Stored data entries:
[Start of section]

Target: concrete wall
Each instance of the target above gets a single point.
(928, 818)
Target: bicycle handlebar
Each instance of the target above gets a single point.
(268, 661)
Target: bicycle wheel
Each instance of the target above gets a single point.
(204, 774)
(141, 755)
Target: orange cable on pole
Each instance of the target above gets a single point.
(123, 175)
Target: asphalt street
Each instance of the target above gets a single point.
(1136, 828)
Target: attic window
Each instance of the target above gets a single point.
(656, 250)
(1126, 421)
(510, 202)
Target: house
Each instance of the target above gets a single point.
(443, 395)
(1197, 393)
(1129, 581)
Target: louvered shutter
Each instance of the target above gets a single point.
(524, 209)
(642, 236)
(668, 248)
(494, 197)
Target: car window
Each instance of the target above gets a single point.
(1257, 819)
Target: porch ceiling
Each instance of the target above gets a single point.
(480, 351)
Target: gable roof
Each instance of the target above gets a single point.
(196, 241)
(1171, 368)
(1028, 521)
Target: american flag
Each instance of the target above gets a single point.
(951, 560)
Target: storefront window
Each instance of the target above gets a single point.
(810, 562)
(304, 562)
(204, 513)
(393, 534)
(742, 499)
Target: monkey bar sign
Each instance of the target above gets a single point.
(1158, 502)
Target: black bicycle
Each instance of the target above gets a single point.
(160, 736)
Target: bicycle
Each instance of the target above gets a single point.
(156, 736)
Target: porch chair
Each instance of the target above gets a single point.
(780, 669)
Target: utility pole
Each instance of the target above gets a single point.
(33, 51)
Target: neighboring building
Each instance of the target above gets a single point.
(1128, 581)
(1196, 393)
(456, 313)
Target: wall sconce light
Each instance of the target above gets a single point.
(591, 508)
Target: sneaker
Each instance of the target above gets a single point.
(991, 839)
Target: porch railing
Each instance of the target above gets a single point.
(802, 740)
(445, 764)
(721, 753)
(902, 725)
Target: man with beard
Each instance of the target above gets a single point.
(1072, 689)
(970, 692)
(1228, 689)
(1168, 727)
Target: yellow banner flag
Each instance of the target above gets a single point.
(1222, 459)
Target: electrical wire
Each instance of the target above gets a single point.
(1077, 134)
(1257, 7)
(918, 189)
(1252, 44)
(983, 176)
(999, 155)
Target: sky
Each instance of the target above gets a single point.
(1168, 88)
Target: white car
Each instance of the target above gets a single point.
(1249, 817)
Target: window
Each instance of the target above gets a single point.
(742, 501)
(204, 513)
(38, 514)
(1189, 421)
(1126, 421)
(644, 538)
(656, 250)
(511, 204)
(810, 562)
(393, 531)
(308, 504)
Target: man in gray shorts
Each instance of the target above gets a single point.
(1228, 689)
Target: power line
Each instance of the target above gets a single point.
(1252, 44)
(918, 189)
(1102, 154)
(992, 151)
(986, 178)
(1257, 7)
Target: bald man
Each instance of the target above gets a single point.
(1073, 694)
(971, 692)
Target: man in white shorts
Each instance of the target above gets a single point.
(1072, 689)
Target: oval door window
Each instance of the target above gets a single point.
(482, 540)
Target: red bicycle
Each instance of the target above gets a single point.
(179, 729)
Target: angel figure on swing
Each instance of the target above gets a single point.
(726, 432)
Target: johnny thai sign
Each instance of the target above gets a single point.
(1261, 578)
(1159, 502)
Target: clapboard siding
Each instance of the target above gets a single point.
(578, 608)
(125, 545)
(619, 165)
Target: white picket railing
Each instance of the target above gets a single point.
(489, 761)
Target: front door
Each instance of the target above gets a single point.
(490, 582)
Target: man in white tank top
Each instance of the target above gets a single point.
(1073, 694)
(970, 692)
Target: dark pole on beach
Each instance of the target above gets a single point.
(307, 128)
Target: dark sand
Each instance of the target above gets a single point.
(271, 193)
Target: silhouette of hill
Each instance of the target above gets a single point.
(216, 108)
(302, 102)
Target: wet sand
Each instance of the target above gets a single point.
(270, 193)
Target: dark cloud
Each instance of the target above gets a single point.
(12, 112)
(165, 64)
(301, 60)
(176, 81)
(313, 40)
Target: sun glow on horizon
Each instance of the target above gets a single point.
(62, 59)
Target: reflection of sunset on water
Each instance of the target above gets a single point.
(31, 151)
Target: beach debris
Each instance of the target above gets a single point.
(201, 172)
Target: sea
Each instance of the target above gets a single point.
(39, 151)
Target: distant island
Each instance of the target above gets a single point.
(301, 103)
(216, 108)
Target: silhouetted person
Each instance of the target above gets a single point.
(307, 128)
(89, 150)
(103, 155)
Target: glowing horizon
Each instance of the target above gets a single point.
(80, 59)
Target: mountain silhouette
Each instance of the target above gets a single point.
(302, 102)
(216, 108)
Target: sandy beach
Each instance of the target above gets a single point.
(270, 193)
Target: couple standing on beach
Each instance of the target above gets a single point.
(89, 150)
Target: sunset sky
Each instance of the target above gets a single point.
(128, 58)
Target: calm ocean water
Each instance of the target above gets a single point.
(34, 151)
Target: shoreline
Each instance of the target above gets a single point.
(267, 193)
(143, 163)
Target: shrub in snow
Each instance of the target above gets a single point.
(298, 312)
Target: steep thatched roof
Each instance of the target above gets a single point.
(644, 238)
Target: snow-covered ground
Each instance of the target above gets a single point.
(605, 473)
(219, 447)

[End of section]

Print the records above exactly as they appear.

> Answer area:
Target: concrete wall
Each instance of the target above gets a single point.
(928, 818)
Target: bicycle handlebar
Each instance of the target above gets a single point.
(268, 661)
Target: bicycle wheel
Each instance of the target above gets a single point.
(204, 774)
(141, 755)
Target: orange cable on pole
Each instance of the target above gets a single point.
(123, 175)
Target: asphalt street
Each instance of the target above gets a single point.
(1136, 828)
Target: attic window
Each instance of the target above gets a single point.
(656, 250)
(1126, 421)
(510, 202)
Target: house
Each instance of the target above gets a single point.
(443, 395)
(1197, 393)
(1129, 581)
Target: louvered shutter
Each instance of the target above gets a single point.
(524, 209)
(642, 236)
(668, 248)
(494, 197)
Target: car window
Each instance of the target above gets a single point.
(1257, 819)
Target: porch ceiling
Each instance of the target above gets a single point.
(480, 351)
Target: gable roof
Each instance of the target above gets a single point.
(196, 241)
(1171, 368)
(1028, 521)
Target: american flag
Each instance of the target above gets a single point.
(951, 560)
Target: storefront window
Each instance of the target above gets a single point.
(810, 562)
(304, 562)
(204, 513)
(393, 534)
(742, 499)
Target: monkey bar sign
Each instance of the target above gets a single point.
(1158, 502)
Target: black bicycle
Each instance of the target above gets a single point.
(160, 736)
Target: bicycle
Each instance of the target above gets a single point.
(156, 736)
Target: porch chair
Each instance of the target above gets a single point.
(780, 669)
Target: utility pole
Each instance of the target above gets a single point.
(33, 51)
Target: neighboring building
Each instance of the target above gets a single point.
(1128, 581)
(1196, 393)
(456, 313)
Target: wall sconce light
Each instance of the target above gets a single point.
(591, 508)
Target: sneaker
Each instance of the target above gets a single point.
(991, 839)
Target: porch railing
Each instance of the target above gets a single point.
(802, 740)
(445, 764)
(721, 753)
(902, 725)
Target: man with beard
Each instance of the target above gets a single point.
(1072, 689)
(970, 692)
(1228, 689)
(1168, 727)
Target: yellow banner flag
Each instance of the target above gets a single point.
(1222, 459)
Target: electrical wire
Each instance of the target above gets a single point.
(1077, 134)
(1257, 7)
(918, 189)
(1252, 44)
(983, 176)
(999, 155)
Target: sky
Each instance of the target above gets a single point.
(1168, 88)
Target: white car
Each instance of the target above gets a single point.
(1249, 817)
Target: window
Each instance of the target above gets a single point.
(742, 501)
(204, 513)
(38, 514)
(1189, 421)
(1126, 421)
(644, 538)
(656, 250)
(511, 204)
(810, 562)
(393, 531)
(308, 504)
Target: man in gray shorts
Each instance of the target above gets a single point.
(1228, 689)
Target: power line
Each instance of the target above gets a single point.
(1252, 44)
(918, 189)
(1102, 154)
(992, 151)
(986, 178)
(1257, 7)
Target: bald man
Each instance of the target above gets a single point.
(1073, 694)
(971, 692)
Target: man in white shorts
Each instance of the target above gets a single point.
(1072, 689)
Target: oval door window
Each instance of the target above gets a single point.
(482, 540)
Target: red bicycle
Each instance of the target above gets a single point.
(179, 729)
Target: angel figure on swing
Each instance of the target above gets a single point.
(726, 432)
Target: johnny thai sign
Each instance of the target above gets a single point.
(1261, 578)
(1159, 502)
Target: clapboard siding
Each instance of the target above gets a single point.
(578, 608)
(125, 545)
(619, 165)
Target: white picket railing
Each instance of the target above gets a single point.
(489, 761)
Target: front door
Each instance of the target above gets a single point.
(490, 582)
Target: man in white tank top
Each instance of the target above gets a single point.
(1073, 694)
(970, 692)
Target: dark pole on beach
Each instance of the target above gets a single point.
(307, 128)
Target: dark sand
Each instance of the target above gets a single point.
(271, 193)
Target: silhouette of hill
Each instance of the target above gets a single point.
(216, 108)
(302, 102)
Target: wet sand
Each instance of the target above gets a single point.
(270, 193)
Target: dark cloud
Each instance of the target above gets a single point.
(12, 112)
(165, 64)
(301, 60)
(176, 81)
(313, 40)
Target: sun glow on horizon
Each instance of the target above gets a single point.
(62, 59)
Target: reflection of sunset on water
Each instance of the target above gets a single point.
(31, 151)
Target: beach debris
Each instance of the target above gets a single point.
(201, 172)
Target: sea
Each instance of the target above gets a single point.
(39, 151)
Target: distant island
Each instance of the target above gets a single point.
(301, 103)
(216, 108)
Target: silhouetted person
Each instance of the target above gets a single point.
(307, 128)
(89, 150)
(103, 155)
Target: glowing horizon
Each instance of the target above gets a single point.
(80, 59)
Target: mountain silhouette
Each instance of the target above gets a single point.
(302, 102)
(216, 108)
Target: sandy beach
Each instance of the target above gets a single point.
(270, 193)
Target: couple standing on beach
Each instance of the target above gets a single point.
(89, 150)
Target: sunset sky
Each instance of the target above gets a single point.
(128, 58)
Target: calm ocean water
Each instance of the target above gets a single point.
(34, 151)
Target: shoreline
Each instance of the target above gets a single point.
(267, 193)
(143, 163)
Target: shrub in snow
Each instance of the target above gets a single point.
(298, 312)
Target: steep thatched roof
Each instance of the target above gets a single point.
(644, 238)
Target: snow-covered ground
Each instance of the target above gets a single point.
(605, 473)
(219, 447)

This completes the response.